* [Listed entries]
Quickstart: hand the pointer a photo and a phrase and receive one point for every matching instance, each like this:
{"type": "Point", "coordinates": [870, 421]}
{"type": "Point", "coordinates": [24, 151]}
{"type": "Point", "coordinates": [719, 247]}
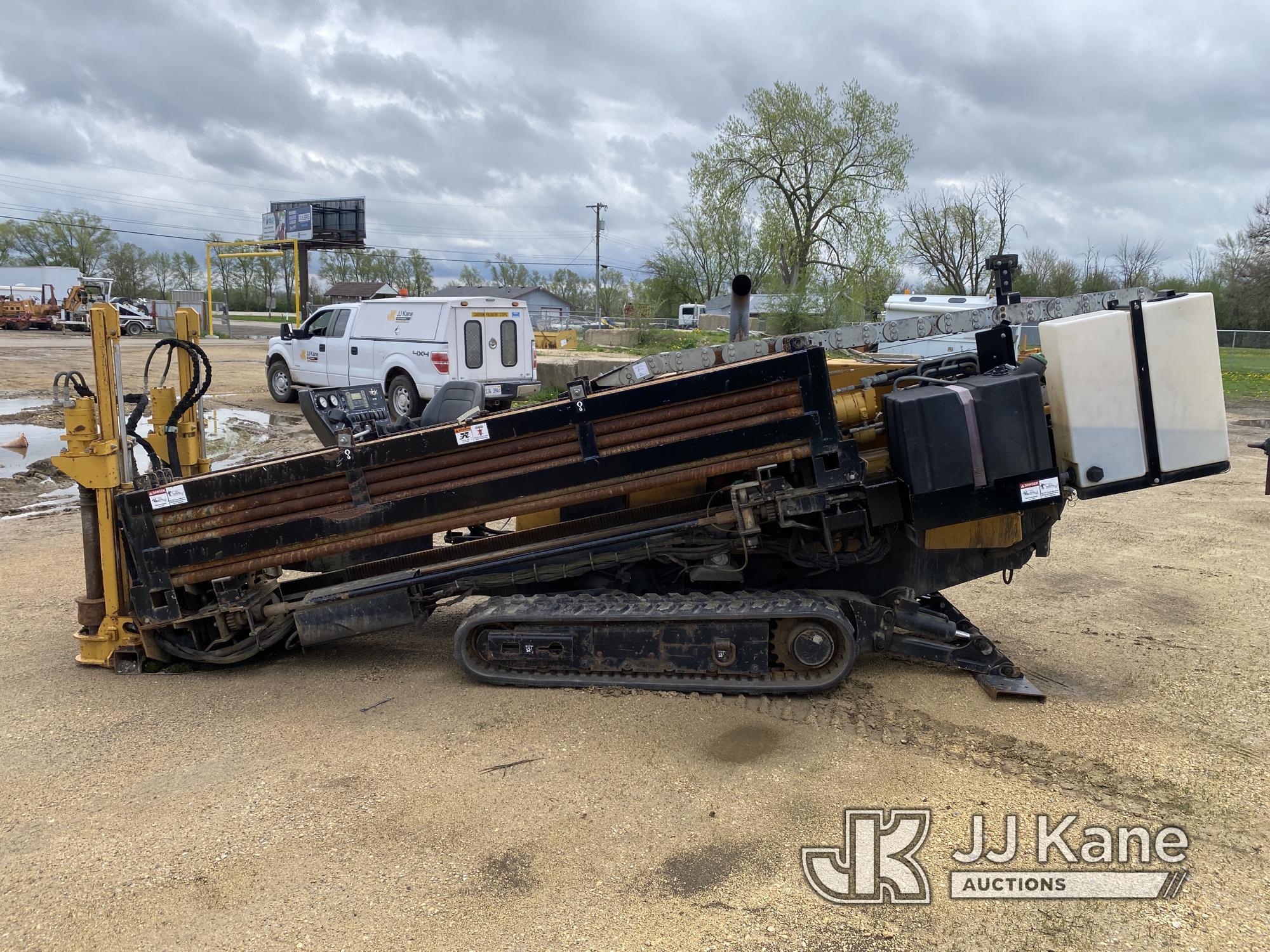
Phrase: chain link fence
{"type": "Point", "coordinates": [1233, 340]}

* [Required work] Copy every row above word for word, but leave out the picture.

* [Result]
Quickstart: hand the pointer a photo and a phrase and receive one point for every matching instance, each like this:
{"type": "Point", "coordinates": [870, 421]}
{"type": "Point", "coordinates": [24, 151]}
{"type": "Point", "coordinates": [719, 247]}
Phrase: chain link fence
{"type": "Point", "coordinates": [1233, 340]}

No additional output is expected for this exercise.